= Exercise inputs =
============================================================
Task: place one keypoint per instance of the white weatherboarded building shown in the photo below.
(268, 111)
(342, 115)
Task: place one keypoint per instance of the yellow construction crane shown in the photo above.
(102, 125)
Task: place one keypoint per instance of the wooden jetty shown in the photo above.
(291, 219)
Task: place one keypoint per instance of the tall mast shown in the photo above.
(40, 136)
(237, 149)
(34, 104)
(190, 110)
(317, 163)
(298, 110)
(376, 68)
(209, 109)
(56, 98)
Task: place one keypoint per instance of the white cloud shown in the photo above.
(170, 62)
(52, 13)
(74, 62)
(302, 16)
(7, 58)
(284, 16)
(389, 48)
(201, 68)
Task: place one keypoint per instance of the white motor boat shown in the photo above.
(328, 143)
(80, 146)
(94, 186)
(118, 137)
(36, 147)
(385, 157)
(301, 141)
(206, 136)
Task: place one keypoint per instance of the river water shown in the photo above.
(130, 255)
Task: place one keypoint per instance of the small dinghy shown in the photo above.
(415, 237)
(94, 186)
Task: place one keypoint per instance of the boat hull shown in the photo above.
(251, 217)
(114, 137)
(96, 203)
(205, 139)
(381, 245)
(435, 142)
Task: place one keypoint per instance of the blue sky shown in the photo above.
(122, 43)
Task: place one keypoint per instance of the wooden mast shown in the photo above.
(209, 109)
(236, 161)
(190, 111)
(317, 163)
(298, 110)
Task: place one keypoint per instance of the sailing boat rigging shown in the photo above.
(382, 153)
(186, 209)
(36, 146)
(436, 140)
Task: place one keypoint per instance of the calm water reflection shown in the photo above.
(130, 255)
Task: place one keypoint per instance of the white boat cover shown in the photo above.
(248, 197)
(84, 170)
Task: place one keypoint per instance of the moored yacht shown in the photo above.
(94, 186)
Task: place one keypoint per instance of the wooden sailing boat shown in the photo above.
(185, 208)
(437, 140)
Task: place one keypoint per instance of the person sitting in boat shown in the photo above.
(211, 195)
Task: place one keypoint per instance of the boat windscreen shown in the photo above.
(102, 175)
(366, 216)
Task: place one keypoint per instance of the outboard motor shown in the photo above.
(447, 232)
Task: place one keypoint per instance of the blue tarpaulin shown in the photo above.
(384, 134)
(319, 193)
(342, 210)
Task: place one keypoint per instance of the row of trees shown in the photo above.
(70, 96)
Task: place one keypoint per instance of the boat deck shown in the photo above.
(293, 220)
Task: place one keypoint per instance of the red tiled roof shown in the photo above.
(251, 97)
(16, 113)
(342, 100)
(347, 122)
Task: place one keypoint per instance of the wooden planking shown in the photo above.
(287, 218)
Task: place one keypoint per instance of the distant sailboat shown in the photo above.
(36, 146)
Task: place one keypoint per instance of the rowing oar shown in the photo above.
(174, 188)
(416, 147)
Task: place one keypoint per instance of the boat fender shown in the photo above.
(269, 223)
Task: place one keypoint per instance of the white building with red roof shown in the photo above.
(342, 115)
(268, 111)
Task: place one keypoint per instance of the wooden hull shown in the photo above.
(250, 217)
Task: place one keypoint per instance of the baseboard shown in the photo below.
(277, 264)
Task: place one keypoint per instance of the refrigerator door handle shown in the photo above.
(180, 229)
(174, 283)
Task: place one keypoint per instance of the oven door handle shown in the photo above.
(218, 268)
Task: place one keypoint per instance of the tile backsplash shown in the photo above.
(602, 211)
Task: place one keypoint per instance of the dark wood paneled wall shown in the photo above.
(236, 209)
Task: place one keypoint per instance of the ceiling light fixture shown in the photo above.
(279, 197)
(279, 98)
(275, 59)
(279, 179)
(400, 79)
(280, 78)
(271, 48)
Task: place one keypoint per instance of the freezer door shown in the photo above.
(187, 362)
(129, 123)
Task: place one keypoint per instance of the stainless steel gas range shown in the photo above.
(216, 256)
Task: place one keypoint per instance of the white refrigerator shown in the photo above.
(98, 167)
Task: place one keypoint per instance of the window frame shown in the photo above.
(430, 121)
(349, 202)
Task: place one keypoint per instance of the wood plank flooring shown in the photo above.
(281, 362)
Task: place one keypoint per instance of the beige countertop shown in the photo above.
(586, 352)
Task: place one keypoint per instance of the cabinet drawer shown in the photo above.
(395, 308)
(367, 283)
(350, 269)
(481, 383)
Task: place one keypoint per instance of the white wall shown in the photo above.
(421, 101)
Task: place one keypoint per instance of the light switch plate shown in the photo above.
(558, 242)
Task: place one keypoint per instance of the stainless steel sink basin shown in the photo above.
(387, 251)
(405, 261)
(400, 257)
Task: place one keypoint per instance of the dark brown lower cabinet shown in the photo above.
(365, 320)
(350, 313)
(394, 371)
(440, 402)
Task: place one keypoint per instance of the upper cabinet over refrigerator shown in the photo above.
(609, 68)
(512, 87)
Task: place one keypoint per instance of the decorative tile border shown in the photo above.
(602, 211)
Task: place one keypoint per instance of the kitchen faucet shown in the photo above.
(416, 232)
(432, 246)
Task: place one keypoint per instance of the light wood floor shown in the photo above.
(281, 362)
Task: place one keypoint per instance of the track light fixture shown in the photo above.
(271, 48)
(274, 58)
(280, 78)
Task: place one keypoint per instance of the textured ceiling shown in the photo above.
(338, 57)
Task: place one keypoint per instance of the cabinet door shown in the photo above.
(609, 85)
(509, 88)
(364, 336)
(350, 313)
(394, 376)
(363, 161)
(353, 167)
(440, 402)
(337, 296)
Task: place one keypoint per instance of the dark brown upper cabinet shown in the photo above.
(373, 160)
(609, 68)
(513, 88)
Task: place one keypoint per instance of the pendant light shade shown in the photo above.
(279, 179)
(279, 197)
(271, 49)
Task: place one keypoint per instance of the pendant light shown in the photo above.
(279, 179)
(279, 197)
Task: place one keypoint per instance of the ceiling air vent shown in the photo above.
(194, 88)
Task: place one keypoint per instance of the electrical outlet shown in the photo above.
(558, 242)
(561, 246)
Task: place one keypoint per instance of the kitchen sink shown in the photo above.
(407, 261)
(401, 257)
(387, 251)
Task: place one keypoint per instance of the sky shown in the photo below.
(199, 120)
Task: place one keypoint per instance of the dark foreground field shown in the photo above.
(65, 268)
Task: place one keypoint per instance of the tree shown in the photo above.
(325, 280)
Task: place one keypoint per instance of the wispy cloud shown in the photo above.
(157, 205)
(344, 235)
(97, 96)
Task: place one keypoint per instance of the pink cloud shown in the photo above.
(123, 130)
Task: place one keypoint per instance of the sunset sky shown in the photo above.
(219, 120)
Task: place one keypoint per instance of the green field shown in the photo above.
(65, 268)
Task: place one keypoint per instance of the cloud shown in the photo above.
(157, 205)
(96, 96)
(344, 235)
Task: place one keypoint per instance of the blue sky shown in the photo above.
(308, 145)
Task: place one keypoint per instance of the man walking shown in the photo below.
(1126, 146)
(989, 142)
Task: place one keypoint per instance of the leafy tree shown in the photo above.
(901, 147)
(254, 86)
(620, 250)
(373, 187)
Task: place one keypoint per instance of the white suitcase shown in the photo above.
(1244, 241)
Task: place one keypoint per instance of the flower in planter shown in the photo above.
============================================================
= What you are asked to do =
Word for word, repeat every record.

= Response for this exercise =
Task: place one keypoint per instance of the white weatherboarded building shown in the photo below.
(268, 111)
(342, 115)
Task: place one keypoint per instance of the yellow construction crane shown in the photo above.
(102, 125)
Task: place one keypoint per instance of the wooden jetty shown in the photo above.
(291, 219)
Task: place one keypoint per instance of the tall mast shown in the photo above.
(40, 136)
(237, 149)
(34, 104)
(190, 110)
(317, 163)
(298, 110)
(376, 68)
(209, 109)
(56, 98)
Task: place one keypoint per instance of the white cloud shown in the photo above.
(170, 62)
(52, 13)
(74, 62)
(302, 16)
(7, 58)
(284, 16)
(389, 48)
(201, 68)
Task: place one keypoint per instance of the white motor boat shown in the photo above.
(328, 143)
(80, 146)
(94, 186)
(118, 137)
(36, 147)
(385, 157)
(301, 141)
(206, 136)
Task: place one keypoint per instance of the river water shown in the photo above.
(130, 255)
Task: place one keypoint per instance of the small dinghy shown in the photo above.
(415, 237)
(94, 186)
Task: place one keypoint per instance of the boat hull shown in the photo above.
(251, 217)
(114, 137)
(96, 203)
(205, 139)
(381, 245)
(435, 142)
Task: place one keypoint per instance of the blue sky shown in the photo above.
(122, 43)
Task: place one keypoint per instance of the wooden mast shown in the photo above.
(209, 109)
(236, 161)
(190, 111)
(317, 163)
(298, 110)
Task: place one keypoint per instance of the sailing boat rigging shown in the photo above.
(382, 153)
(186, 209)
(36, 146)
(436, 140)
Task: place one keypoint per instance of the calm water reflection shown in the photo above.
(130, 255)
Task: place one keypoint per instance of the white boat cover shown in the photo above.
(248, 197)
(84, 170)
Task: place one keypoint per instance of the moored yacht shown in the photo above.
(94, 186)
Task: place one keypoint per instance of the wooden sailing boat shown in the photo above.
(185, 208)
(437, 140)
Task: place one keypoint per instance of the person sitting in boat shown in the photo above.
(211, 195)
Task: place one keypoint per instance of the boat windscreen shown in the photo above.
(102, 175)
(366, 216)
Task: place one keypoint per instance of the outboard motor shown in the photo above.
(447, 232)
Task: place one keypoint per instance of the blue tarpaulin shown in the photo above.
(384, 134)
(319, 193)
(342, 210)
Task: place one keypoint per instance of the row of trees shown in the photo above.
(70, 96)
Task: place one keypoint per instance of the boat deck shown in the photo above.
(293, 220)
Task: place one keypoint per instance of the red tiled roof shown in the photo above.
(251, 97)
(16, 113)
(342, 100)
(347, 122)
Task: place one keypoint per instance of the wooden planking shown in the photo above.
(287, 218)
Task: place one keypoint per instance of the distant sailboat shown in the photo above.
(36, 146)
Task: place one keypoint per instance of the rowing oar shown in the photo above.
(174, 188)
(416, 147)
Task: place one keypoint per instance of the boat fender shown in the photo above.
(269, 223)
Task: place one keypoint per instance of the white building with red roof shown in the photo above.
(342, 115)
(268, 111)
Task: place one keypoint per instance of the wooden hull shown in the photo above.
(250, 217)
Task: place one keypoint per instance of the baseboard shown in the photo below.
(277, 264)
Task: place one keypoint per instance of the refrigerator door handle shown in the photo above.
(180, 229)
(174, 283)
Task: place one keypoint per instance of the oven door handle shown in the photo above.
(218, 268)
Task: place one keypoint per instance of the tile backsplash shown in the photo above.
(602, 211)
Task: place one keypoint per instance of the dark wood paneled wall shown in the photo above.
(236, 209)
Task: place one keypoint per instance of the ceiling light fixture shown in the photo above.
(279, 197)
(279, 98)
(275, 59)
(279, 179)
(400, 79)
(280, 78)
(271, 48)
Task: place one keypoint per instance of the freezer door shown in the photo above.
(187, 362)
(129, 123)
Task: place one keypoint per instance of the stainless steel gas range shown in the photo above.
(216, 256)
Task: place one keypoint per instance of the white refrigerator shown in the photo above.
(98, 167)
Task: place one keypoint per instance of the window frame shown in the photo above.
(430, 121)
(349, 202)
Task: place one keypoint per instance of the wood plank flooring shown in the photo above.
(281, 362)
Task: place one keypoint per instance of the beige countertop shown in the photo above.
(586, 352)
Task: place one keypoint per instance of the cabinet drawer shown in the photo above.
(395, 308)
(367, 283)
(350, 269)
(481, 383)
Task: place one keypoint per instance of the white wall shown in the photo above.
(421, 101)
Task: place one keypoint per instance of the light switch plate shown in the photo above.
(558, 242)
Task: place one keypoint per instance of the stainless steel sink basin shown in the photo above.
(387, 251)
(405, 261)
(400, 257)
Task: place one keypoint per instance of the dark brown lower cabinet shown in the photo above.
(365, 320)
(350, 313)
(394, 371)
(440, 402)
Task: place one keypoint per instance of the upper cabinet over refrigerator shown in the photo above.
(609, 68)
(512, 87)
Task: place one keypoint per instance of the decorative tile border shown in the photo above.
(602, 211)
Task: place one keypoint per instance of the kitchen faucet shown in the photo above.
(416, 232)
(432, 246)
Task: place one keypoint per instance of the light wood floor shown in the photo above.
(281, 362)
Task: place one keypoint per instance of the track light fixture shown in the photo above.
(271, 48)
(274, 58)
(280, 78)
Task: place one keypoint per instance of the textured ceiling shown in the photo above.
(338, 57)
Task: place one keypoint per instance of the cabinet door shown in the photo above.
(609, 85)
(509, 88)
(364, 336)
(350, 313)
(394, 376)
(363, 161)
(353, 167)
(440, 402)
(337, 296)
Task: place one keypoint per instance of the dark brown upper cabinet shown in the photo above.
(373, 160)
(609, 68)
(513, 88)
Task: place one keypoint per instance of the pendant light shade shown in the photo above.
(279, 179)
(279, 197)
(271, 49)
Task: place one keypoint per instance of the pendant light shown in the photo above.
(279, 179)
(279, 197)
Task: place one keypoint per instance of the ceiling air vent shown in the photo above.
(194, 88)
Task: place one keypoint per instance of the electrical outlet shown in the photo above.
(558, 242)
(561, 246)
Task: place one keypoint per instance of the kitchen sink shown in the photo above.
(407, 261)
(401, 257)
(387, 251)
Task: place one keypoint per instance of the sky shown in the photo below.
(199, 120)
Task: place one keypoint per instance of the dark foreground field shown in the photo above.
(65, 268)
Task: place one keypoint per instance of the tree shown in the photo above.
(325, 280)
Task: place one keypoint per instance of the wispy cloud shown in the photo above.
(157, 205)
(344, 235)
(97, 96)
Task: place one keypoint per instance of the pink cloud shown in the photo above.
(123, 130)
Task: place one keypoint per instance of the sunset sky shown in the photo above.
(219, 120)
Task: place one keypoint per instance of the green field shown in the photo above.
(65, 268)
Task: place one keypoint per instance of the cloud shown in the photo above.
(157, 205)
(96, 96)
(344, 235)
Task: place one keypoint per instance of the blue sky shown in the photo above.
(308, 145)
Task: place one keypoint per instance of the man walking shown in the photo below.
(1126, 146)
(989, 142)
Task: place one keypoint per instance of the leafy tree shown in the photo above.
(901, 147)
(254, 86)
(620, 250)
(373, 187)
Task: place one keypoint per instance of the white suitcase shown in the photo above.
(1244, 241)
Task: place one keypoint per instance of the flower in planter shown in the photo above.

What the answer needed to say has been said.